### Directions:
Using the entries below, return word for word the lines from the one containing "Target: white wall" up to and including the last.

### Data:

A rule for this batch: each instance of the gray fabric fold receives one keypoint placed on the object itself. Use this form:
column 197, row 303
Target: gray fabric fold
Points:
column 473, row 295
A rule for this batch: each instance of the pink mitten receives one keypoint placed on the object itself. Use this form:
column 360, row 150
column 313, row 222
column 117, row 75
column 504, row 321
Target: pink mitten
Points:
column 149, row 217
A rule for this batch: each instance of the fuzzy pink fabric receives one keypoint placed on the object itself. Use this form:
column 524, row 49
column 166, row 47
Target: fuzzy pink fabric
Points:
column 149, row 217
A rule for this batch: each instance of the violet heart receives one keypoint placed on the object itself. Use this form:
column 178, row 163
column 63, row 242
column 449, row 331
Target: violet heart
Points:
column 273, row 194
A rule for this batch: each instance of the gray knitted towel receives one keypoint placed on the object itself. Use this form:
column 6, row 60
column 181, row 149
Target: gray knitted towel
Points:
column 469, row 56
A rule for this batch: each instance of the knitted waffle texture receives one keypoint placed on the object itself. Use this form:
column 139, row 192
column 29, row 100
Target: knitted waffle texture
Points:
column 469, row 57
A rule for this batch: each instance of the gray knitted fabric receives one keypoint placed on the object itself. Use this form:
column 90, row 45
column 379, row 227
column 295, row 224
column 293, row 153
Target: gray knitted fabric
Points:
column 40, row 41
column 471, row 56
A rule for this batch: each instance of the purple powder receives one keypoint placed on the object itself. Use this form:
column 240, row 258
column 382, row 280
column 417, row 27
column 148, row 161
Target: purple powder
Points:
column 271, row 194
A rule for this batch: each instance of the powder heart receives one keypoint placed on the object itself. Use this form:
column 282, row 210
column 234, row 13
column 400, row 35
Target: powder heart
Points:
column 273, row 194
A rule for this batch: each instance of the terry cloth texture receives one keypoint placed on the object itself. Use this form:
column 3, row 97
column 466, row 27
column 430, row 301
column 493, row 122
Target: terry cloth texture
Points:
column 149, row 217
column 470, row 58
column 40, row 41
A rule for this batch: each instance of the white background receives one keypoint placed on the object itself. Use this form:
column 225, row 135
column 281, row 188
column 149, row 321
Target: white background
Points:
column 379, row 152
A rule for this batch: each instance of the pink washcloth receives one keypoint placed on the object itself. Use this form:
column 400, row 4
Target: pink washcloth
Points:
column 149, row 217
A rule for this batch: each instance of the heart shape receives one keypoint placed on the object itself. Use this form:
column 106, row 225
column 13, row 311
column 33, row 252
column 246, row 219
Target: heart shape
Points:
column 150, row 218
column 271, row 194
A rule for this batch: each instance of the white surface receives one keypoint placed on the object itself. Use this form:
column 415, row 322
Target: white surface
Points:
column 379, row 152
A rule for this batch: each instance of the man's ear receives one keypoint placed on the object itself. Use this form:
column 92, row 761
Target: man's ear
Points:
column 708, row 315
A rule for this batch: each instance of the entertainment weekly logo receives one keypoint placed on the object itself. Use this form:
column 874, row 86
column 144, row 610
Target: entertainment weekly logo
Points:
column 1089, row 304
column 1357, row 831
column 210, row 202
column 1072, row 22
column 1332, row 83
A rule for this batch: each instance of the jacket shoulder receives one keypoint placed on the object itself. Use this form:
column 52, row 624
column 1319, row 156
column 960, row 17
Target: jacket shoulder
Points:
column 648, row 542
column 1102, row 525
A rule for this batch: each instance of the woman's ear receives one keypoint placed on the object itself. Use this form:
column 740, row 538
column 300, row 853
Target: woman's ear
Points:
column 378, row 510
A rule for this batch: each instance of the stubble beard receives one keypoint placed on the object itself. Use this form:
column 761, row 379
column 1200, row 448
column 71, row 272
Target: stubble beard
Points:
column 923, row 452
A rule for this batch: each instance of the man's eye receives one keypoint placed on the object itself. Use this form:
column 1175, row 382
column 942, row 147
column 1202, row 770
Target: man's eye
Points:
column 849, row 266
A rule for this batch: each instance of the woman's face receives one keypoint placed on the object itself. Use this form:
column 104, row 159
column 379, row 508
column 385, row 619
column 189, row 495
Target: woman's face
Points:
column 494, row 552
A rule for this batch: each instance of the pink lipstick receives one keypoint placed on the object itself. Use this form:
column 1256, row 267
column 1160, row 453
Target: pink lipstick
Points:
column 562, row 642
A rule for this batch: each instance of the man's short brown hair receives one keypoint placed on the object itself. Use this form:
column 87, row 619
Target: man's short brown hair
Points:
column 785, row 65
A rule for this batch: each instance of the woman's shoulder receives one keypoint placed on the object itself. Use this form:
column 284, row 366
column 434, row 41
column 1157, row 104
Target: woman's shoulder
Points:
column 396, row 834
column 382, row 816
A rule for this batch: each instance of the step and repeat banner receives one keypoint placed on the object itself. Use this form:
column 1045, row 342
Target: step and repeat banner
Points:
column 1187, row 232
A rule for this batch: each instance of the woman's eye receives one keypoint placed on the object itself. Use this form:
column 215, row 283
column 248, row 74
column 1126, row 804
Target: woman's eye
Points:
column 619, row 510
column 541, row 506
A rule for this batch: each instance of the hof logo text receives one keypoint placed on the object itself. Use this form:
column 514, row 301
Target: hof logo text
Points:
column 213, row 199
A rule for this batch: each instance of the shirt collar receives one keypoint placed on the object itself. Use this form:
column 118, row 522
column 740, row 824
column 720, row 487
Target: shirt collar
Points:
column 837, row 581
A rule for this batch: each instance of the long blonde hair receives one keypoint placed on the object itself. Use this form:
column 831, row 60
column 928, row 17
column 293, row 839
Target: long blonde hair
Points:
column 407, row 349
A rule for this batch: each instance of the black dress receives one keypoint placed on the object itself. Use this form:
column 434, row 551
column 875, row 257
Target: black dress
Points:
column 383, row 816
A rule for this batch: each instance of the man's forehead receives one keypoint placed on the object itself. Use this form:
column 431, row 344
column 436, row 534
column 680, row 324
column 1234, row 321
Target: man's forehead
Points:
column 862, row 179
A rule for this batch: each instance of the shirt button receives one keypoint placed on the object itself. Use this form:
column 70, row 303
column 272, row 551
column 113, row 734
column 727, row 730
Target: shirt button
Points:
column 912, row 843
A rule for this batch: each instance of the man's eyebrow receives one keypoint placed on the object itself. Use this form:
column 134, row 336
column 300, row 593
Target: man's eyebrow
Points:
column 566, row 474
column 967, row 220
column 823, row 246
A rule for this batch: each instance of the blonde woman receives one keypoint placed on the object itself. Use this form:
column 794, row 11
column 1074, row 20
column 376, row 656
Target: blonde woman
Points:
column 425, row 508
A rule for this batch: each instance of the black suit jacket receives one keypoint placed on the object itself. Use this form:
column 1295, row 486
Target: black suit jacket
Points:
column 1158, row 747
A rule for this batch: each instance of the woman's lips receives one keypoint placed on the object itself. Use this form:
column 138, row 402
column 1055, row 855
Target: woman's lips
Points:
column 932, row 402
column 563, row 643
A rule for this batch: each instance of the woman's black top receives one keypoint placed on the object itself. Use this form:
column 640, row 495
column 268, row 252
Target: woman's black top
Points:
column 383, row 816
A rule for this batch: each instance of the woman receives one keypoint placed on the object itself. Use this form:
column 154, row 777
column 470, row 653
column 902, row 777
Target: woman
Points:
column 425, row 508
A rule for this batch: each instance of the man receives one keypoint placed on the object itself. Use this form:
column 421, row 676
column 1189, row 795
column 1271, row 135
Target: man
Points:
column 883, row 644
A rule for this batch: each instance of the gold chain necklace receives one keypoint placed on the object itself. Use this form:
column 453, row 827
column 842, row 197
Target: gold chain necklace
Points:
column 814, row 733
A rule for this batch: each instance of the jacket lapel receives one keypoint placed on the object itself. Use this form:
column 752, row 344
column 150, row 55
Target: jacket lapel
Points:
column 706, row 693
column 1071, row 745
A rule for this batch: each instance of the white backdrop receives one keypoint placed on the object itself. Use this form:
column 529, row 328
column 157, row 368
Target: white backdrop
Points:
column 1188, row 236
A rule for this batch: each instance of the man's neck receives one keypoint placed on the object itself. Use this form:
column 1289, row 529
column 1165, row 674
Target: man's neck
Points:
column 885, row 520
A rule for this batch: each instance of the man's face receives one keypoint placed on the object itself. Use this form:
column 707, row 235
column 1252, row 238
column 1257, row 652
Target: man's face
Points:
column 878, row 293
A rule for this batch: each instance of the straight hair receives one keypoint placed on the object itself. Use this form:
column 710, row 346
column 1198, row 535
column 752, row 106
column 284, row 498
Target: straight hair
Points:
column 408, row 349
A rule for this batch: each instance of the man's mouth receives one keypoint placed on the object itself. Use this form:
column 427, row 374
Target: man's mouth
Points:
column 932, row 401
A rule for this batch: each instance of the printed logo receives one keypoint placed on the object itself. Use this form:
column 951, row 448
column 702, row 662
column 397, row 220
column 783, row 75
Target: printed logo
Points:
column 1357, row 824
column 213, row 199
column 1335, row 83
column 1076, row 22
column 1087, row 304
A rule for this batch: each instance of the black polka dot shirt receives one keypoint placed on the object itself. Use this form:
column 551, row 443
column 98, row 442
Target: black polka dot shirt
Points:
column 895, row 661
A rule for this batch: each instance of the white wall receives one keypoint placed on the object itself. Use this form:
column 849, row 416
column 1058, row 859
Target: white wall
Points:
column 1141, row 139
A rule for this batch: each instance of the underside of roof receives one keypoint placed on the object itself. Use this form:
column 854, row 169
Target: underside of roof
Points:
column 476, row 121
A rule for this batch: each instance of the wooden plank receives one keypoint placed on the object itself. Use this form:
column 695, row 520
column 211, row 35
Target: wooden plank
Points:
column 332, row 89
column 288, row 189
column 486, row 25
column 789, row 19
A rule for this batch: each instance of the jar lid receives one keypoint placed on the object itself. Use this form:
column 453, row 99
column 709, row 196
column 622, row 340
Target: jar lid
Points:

### Solution to this problem:
Target: white wall
Points:
column 1141, row 139
A rule for this batch: each instance of the underside of roof receives one keypoint placed on the object itself. Use this form:
column 854, row 169
Target: underside of roof
Points:
column 476, row 121
A rule for this batch: each instance of the wooden plank receives one keypoint placed on the object itself. Use this form:
column 695, row 520
column 211, row 35
Target: wooden plank
Points:
column 332, row 89
column 288, row 189
column 486, row 25
column 789, row 19
A rule for this batch: each instance of the jar lid receives one keypoint placed on the object itself. Use this form:
column 453, row 99
column 709, row 196
column 622, row 340
Target: jar lid
Points:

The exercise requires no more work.